Photo-based referring expression data:
┏━━

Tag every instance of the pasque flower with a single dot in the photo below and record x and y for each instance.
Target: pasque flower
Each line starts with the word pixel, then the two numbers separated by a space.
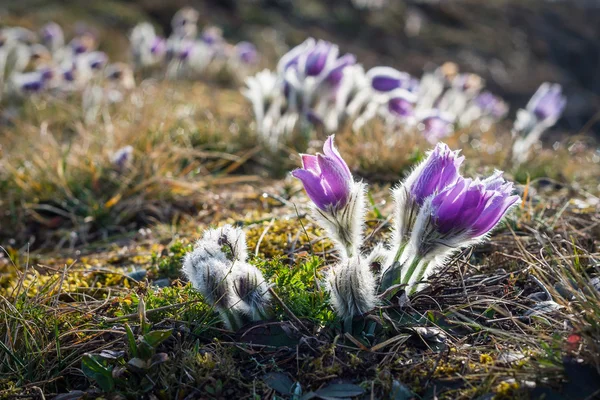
pixel 218 269
pixel 459 216
pixel 386 79
pixel 326 177
pixel 439 170
pixel 542 112
pixel 471 208
pixel 338 200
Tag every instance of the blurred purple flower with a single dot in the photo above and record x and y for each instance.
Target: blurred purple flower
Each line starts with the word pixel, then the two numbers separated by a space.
pixel 52 35
pixel 79 46
pixel 337 71
pixel 186 50
pixel 436 126
pixel 97 60
pixel 317 58
pixel 386 79
pixel 472 207
pixel 439 170
pixel 491 105
pixel 401 104
pixel 326 178
pixel 247 52
pixel 158 46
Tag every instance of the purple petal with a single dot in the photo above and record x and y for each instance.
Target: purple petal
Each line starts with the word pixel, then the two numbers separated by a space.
pixel 337 72
pixel 313 187
pixel 309 162
pixel 330 151
pixel 334 175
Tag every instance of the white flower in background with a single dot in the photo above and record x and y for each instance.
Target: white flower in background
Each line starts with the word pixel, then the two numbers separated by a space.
pixel 185 23
pixel 148 49
pixel 52 36
pixel 543 110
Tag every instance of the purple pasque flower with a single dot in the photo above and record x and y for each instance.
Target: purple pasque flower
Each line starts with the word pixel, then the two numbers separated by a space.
pixel 440 170
pixel 386 79
pixel 472 208
pixel 317 58
pixel 326 177
pixel 401 103
pixel 79 46
pixel 158 46
pixel 52 35
pixel 436 125
pixel 185 51
pixel 548 103
pixel 97 60
pixel 491 105
pixel 246 52
pixel 212 36
pixel 334 76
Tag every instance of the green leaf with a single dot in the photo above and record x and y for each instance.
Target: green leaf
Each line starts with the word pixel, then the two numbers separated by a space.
pixel 339 391
pixel 137 364
pixel 401 392
pixel 279 382
pixel 155 338
pixel 131 341
pixel 98 372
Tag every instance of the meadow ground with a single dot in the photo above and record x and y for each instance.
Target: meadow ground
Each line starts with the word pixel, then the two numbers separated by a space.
pixel 94 303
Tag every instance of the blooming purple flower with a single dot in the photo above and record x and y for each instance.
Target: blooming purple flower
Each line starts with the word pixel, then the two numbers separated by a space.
pixel 548 103
pixel 97 60
pixel 46 73
pixel 317 58
pixel 472 207
pixel 79 46
pixel 337 71
pixel 33 86
pixel 326 178
pixel 491 105
pixel 247 52
pixel 386 79
pixel 52 35
pixel 158 46
pixel 69 73
pixel 401 103
pixel 212 36
pixel 436 126
pixel 439 170
pixel 185 51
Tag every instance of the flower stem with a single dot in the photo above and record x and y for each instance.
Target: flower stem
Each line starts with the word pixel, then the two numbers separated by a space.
pixel 411 270
pixel 420 274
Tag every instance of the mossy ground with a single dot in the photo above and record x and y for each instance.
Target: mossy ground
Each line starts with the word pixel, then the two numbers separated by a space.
pixel 94 303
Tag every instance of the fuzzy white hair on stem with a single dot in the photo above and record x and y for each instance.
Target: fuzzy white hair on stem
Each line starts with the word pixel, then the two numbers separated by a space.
pixel 345 225
pixel 353 288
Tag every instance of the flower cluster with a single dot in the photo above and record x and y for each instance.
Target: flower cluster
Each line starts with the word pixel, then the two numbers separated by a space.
pixel 218 268
pixel 45 64
pixel 542 112
pixel 187 53
pixel 437 212
pixel 314 85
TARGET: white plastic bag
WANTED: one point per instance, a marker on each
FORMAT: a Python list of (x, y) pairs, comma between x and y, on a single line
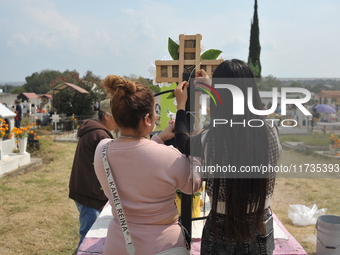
[(302, 215)]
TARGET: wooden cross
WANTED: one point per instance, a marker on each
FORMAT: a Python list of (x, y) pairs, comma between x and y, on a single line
[(55, 119), (189, 58)]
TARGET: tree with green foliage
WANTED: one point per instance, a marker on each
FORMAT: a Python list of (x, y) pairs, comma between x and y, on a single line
[(70, 101), (268, 83), (254, 46), (39, 83)]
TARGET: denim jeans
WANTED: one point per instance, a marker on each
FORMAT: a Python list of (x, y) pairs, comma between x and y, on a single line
[(87, 216), (260, 245)]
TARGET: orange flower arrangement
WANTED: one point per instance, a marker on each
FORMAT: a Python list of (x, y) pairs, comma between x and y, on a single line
[(3, 129), (335, 140), (20, 133)]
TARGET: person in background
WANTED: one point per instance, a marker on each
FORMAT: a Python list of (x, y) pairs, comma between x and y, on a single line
[(240, 220), (18, 112), (146, 173), (84, 187)]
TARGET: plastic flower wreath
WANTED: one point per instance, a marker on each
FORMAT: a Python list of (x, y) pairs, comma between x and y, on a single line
[(20, 133)]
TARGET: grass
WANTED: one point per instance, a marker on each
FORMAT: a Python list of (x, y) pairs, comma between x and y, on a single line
[(314, 139), (37, 217)]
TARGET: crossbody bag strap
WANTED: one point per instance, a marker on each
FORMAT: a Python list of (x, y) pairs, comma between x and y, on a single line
[(130, 248)]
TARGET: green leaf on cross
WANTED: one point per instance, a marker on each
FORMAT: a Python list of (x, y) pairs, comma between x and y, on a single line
[(173, 49), (211, 54)]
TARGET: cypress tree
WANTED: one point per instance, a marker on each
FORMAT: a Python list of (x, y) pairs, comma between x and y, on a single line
[(254, 46)]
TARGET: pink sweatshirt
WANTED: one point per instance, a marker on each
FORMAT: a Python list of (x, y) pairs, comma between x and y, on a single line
[(146, 173)]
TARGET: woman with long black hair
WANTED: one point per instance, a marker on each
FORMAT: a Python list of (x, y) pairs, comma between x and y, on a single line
[(240, 220)]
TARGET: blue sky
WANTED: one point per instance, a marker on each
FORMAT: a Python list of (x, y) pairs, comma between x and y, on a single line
[(299, 38)]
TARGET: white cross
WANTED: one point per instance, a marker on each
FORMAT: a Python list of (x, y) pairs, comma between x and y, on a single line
[(55, 118)]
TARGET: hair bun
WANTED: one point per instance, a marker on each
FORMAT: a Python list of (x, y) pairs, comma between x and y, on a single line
[(118, 86)]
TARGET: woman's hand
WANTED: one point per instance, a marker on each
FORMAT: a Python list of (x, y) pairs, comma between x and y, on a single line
[(181, 94), (168, 132), (202, 77)]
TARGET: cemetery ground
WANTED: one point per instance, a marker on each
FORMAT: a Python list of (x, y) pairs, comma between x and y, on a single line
[(37, 217)]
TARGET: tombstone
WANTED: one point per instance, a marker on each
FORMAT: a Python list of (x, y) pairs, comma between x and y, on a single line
[(55, 119), (302, 124), (7, 115), (10, 161)]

┗━━

• _EXERCISE_
All lines carrying the word "blooming" must be copied from the data above.

• _SOLUTION TO THIS EXERCISE_
Tag every instance of the blooming purple flower with a single dot in the photo above and record x and y for each instance.
Target: blooming purple flower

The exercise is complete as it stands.